◆ Activity a: Extract every line of the rows below that contains the string "http", treating uppercase and lowercase as different.

Start of Page text

Now it’s finally time to model!

Fierce!Fierce!

Model 1

Multiple Linear Regression Using 3 Variables

The first model was a mulitple linear regression with just those 3 variables from the graph above. Before modeling, we have to train/test split our data so that we can evaluate the effectiveness of the model against unseen data. For this model, I created a train/test split with a ratio of 80/20, so that the model was fit against 80% of the data and then evaluated against the remaining 20% it had not yet seen. After fitting the first model, I created the scatterplot below of predicted vs. actual price.

Who would have thought such a simple model would do this well? Who would have thought such a simple model would do this well?

The first model had an R2 score of about 0.728, meaning the model explained just under 73% of the variance in the data. Not a bad start at all. Except, what exactly is happening with that point outlined in red? That is predicted to be waaaay too expensive. Clearly we need to consider more than just these three variables.

Model 2

Model 1 + Neighborhood dummy columns

My next thought was that the neighborhood that a house is in must have a significant effect on the value of the house. This can give insight into how good the schools are, what amenities the house is near, and many other insights. For this second model I used the same three variables from the first model and added in all of the neighborhood dummy variables.

Neighborhoods really improve the model! Neighborhoods really improve the model! Think about all the information that neighborhoods capture

The R2 score increased to approximately 0.810, an increase of about 8%. We can still get to be even more accurate though.

Model 3

All features With Lasso Regularization

At this point, my impatience has started to kick in. I know that I can slowly go through all of my features and meaningfully choose those that will increase the fit of my model, but that sounds like it will take a really long time and a lot of effort. This is where I start looking for shortcuts. Model 3 used all 256 of the features that I created. In order to make sure that the noise within the data does not outweigh the signal, this is when I start to harness the power of regularization.

Regularization adds a penalty to the loss function that is used to determine the best coefficients for the regression model. This helps to prevent overfitting of the model on the training data that would prevent the model from being able to generalize to unseen data. In this model I used Lasso regression, also known as the l1 penalty because it the more “brutal” of lasso and ridge. This model was the best yet, as seen in the scatter plot below.

It just keeps getting better! It just keeps getting better!

Even with this model, I still felt there was room for improvement. After all, when you go to look at a house you don’t consider each piece in isolation, but rather take a more wholistic view on the house. In order to capture this in the data, I decided to investigate some interaction terms. An interaction term is created by multiplying the values of two different variables.

Model 4

Interaction Terms Through PolynomialFeatures.

There are multiple ways to make interaction columns, but one really convenient way is using the PolynomialFeatures module from the sklearn package. This module allows you to create all possible interaction features from a given dataframe for any degree you choose. I decided to limit this to only the second degree, as it gave me about 60,000 features to work with. With so many features, regularization was a must. Again I chose to use lasso regression and ended up with the following model.

This one was worth the wait...all 45 minutes of it This one was worth the wait…all 45 minutes of it

As I was running this model, I realized a couple of things. One important one is that this model took a really long time to run. Because of all of the features, it was very computationally and time intensive. While it may have been a very accurate model, it did not seem like the best use of resources in predicting housing prices. I knew that after regularzation there would be only about 1,000 features remaining to deal with. Instead of just using this model, I decided to look for better ways to create some of these more meaningful interaction terms.

End of Page text
Start of Recorded information

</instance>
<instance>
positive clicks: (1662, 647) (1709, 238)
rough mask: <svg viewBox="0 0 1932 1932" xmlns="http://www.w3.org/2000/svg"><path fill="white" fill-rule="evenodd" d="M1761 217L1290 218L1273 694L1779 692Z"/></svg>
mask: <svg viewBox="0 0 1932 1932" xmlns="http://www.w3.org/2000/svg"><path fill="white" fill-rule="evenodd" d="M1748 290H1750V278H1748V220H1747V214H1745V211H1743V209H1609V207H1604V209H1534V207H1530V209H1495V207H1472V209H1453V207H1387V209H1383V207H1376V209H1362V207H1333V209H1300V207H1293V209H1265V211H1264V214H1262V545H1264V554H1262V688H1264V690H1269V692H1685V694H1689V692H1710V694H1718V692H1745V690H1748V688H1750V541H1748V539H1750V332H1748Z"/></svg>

End of Recorded information

◆ Activity b: Translate this sentence from the housing price modeling text above into Spanish: "An interaction term is created by multiplying the values of two different variables."

◆ Exercise solution a:
rough mask: <svg viewBox="0 0 1932 1932" xmlns="http://www.w3.org/2000/svg"><path fill="white" fill-rule="evenodd" d="M1761 217L1290 218L1273 694L1779 692Z"/></svg>
mask: <svg viewBox="0 0 1932 1932" xmlns="http://www.w3.org/2000/svg"><path fill="white" fill-rule="evenodd" d="M1748 290H1750V278H1748V220H1747V214H1745V211H1743V209H1609V207H1604V209H1534V207H1530V209H1495V207H1472V209H1453V207H1387V209H1383V207H1376V209H1362V207H1333V209H1300V207H1293V209H1265V211H1264V214H1262V545H1264V554H1262V688H1264V690H1269V692H1685V694H1689V692H1710V694H1718V692H1745V690H1748V688H1750V541H1748V539H1750V332H1748Z"/></svg>

◆ Exercise solution b: Un término de interacción se crea multiplicando los valores de dos variables diferentes.